***** Dataset content

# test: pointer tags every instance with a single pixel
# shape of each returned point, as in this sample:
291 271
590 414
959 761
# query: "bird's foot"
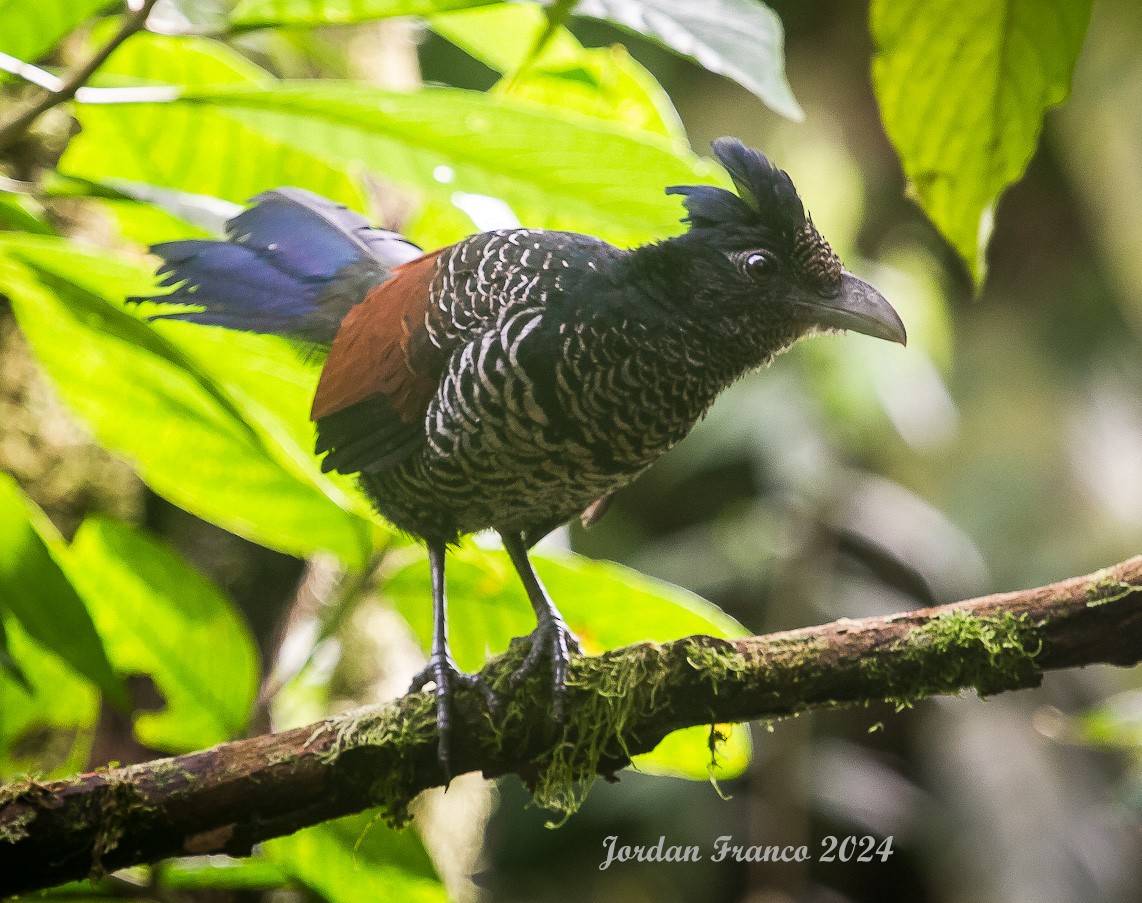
444 674
554 639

**********

§ Short exercise
Copy out every line of the records above verbatim, omitting the pictures.

§ Expected output
# test: pointer tags every instance with a single pixel
# shape of each returned point, as in this sample:
291 271
590 414
959 761
# query: "bird's foot"
444 674
554 639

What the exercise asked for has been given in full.